TAREFAS A REALIZAR:
A. De acordo com o texto sobre toxicodependência, quantos casos a província de Manica registrou no ano passado?
B. Transcreva do texto sobre toxicodependência o trecho entre "Segundo o chefe" e "lideram as estatísticas.", inclusive.
C. Dê continuidade ao texto sobre toxicodependência, começando logo após a última frase apresentada.

TEXTO DA PÁGINA:
■ ■ ■ ■ ■
O testemunho de Júlio Macamo é apenas exemplo daquilo que muito acontece um pouco por todo o país. Dados do Gabinete Central de Prevenção e Combate à Droga apontam para o aumento de toxicodependentes no país.

“Em 2020, tivemos 9788 e, em 2021, este número passou para 11 164, portanto temos um crescimento na ordem de 14%”, disse Orlando Alberto, chefe do Departamento de Educação Pública no Gabinete Central de Prevenção e Combate à Droga.

Segundo o chefe do Departamento de Educação Pública no GCPCD, há mais casos nas províncias de Manica, Nampula, Sofala e Maputo, que lideram as estatísticas.

“A província de Manica teve, no ano passado, 2713 casos, o que representa 24% do universo; Nampula, com 2416, o que corresponde a 21%; já Sofala apresentou 2084 e a Cidade de Maputo teve 2050 casos”, especificou.
■ ■ ■ ■ ■
MATERIAL APRESENTADO:

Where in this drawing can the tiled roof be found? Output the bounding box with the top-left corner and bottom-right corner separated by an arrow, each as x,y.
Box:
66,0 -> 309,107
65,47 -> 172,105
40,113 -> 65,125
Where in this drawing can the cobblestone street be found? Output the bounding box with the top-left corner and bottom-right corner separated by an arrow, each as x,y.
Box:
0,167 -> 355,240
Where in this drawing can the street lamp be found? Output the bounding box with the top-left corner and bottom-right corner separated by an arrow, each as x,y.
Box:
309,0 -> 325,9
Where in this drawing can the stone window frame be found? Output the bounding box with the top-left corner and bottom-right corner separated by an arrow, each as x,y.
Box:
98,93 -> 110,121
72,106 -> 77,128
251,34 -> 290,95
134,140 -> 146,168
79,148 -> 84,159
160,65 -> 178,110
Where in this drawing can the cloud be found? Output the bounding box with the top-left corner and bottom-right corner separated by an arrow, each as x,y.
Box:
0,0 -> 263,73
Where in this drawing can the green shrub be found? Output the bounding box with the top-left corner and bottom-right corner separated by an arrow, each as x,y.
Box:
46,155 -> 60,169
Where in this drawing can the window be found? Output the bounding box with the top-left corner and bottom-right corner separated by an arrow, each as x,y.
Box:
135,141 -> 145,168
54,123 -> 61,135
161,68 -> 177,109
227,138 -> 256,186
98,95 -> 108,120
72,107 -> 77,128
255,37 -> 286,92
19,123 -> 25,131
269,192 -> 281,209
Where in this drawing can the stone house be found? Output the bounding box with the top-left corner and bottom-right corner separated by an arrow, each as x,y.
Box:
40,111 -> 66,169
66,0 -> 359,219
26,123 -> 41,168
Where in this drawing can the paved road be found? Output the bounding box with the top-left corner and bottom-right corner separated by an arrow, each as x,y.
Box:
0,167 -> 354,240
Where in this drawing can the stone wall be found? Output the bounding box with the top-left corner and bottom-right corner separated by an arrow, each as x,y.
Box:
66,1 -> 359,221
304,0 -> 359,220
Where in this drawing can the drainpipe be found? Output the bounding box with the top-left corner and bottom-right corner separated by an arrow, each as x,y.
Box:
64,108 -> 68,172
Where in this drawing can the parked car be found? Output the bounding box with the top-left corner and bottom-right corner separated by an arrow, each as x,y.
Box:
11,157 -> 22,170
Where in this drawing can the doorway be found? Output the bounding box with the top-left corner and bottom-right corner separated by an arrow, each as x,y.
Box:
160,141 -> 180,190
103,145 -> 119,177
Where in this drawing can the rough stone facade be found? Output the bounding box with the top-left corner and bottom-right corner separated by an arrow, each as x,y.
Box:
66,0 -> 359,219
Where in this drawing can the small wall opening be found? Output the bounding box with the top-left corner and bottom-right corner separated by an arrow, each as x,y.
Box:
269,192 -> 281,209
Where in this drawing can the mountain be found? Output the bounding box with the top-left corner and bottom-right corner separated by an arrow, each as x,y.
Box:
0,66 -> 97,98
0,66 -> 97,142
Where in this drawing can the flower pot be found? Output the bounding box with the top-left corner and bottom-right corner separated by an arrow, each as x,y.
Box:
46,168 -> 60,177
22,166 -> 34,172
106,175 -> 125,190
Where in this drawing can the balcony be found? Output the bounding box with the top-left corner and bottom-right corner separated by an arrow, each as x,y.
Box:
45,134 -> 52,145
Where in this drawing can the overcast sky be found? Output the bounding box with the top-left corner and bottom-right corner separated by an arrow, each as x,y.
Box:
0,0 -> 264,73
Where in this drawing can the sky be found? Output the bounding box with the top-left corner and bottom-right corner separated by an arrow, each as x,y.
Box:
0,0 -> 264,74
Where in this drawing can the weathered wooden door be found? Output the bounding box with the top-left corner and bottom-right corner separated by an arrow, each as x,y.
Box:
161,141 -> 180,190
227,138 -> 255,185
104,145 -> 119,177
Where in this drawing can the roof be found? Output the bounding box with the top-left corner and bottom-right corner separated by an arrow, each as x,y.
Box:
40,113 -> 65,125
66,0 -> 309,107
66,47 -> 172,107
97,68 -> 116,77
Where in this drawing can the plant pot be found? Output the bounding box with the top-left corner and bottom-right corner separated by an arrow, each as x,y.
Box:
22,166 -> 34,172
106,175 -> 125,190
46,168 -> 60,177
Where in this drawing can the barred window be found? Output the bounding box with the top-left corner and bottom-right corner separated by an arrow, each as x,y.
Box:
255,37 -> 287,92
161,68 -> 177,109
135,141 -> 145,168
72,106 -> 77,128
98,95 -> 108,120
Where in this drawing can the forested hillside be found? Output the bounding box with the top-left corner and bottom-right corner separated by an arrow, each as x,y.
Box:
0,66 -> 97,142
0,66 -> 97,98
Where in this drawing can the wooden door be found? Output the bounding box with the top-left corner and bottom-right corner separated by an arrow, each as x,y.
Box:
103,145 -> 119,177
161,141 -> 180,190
■ ■ ■ ■ ■
RESULTADOS DO EXERCÍCIO:
A. 2713 casos.

B.
Segundo o chefe do Departamento de Educação Pública no GCPCD, há mais casos nas províncias de Manica, Nampula, Sofala e Maputo, que lideram as estatísticas.

C.
Para a Cidade de Maputo, enquanto o Gabinete Central de Prevenção e Combate à Droga registou 2050, a Direcção de Saúde apresentou dados diferentes, cerca de 3100.

“No ano passado, tivemos 3057 casos nas consultas externas, o que significa que as pessoas que se aproximaram ao hospital foram cerca de três mil”, disse a representante da Direcção de Saúde da Cidade de Maputo, Maria de Lurdes Sive.

O sector da saúde não só está preocupado com o aumento de toxicodependentes, mas também com o número de doentes mentais devido ao consumo de droga. Em 2021, nove mil pessoas foram internadas no Hospital Psiquiátrico de Infulene.

“No nosso maior hospital psiquiátrico, que é o Hospital Psiquiátrico do Infulene, a principal causa de internamento são perturbações mentais e de comportamento devido ao consumo de substâncias tóxicas. No relatório de 2021, tivemos o conhecimento de que cerca de nove mil pessoas buscaram os serviços de saúde mental por questões relacionadas com perturbações mentais e de comportamento por consumo de substâncias”, referiu Elisa Mfumo, chefe do Departamento de Saúde Mental no Ministério da Saúde.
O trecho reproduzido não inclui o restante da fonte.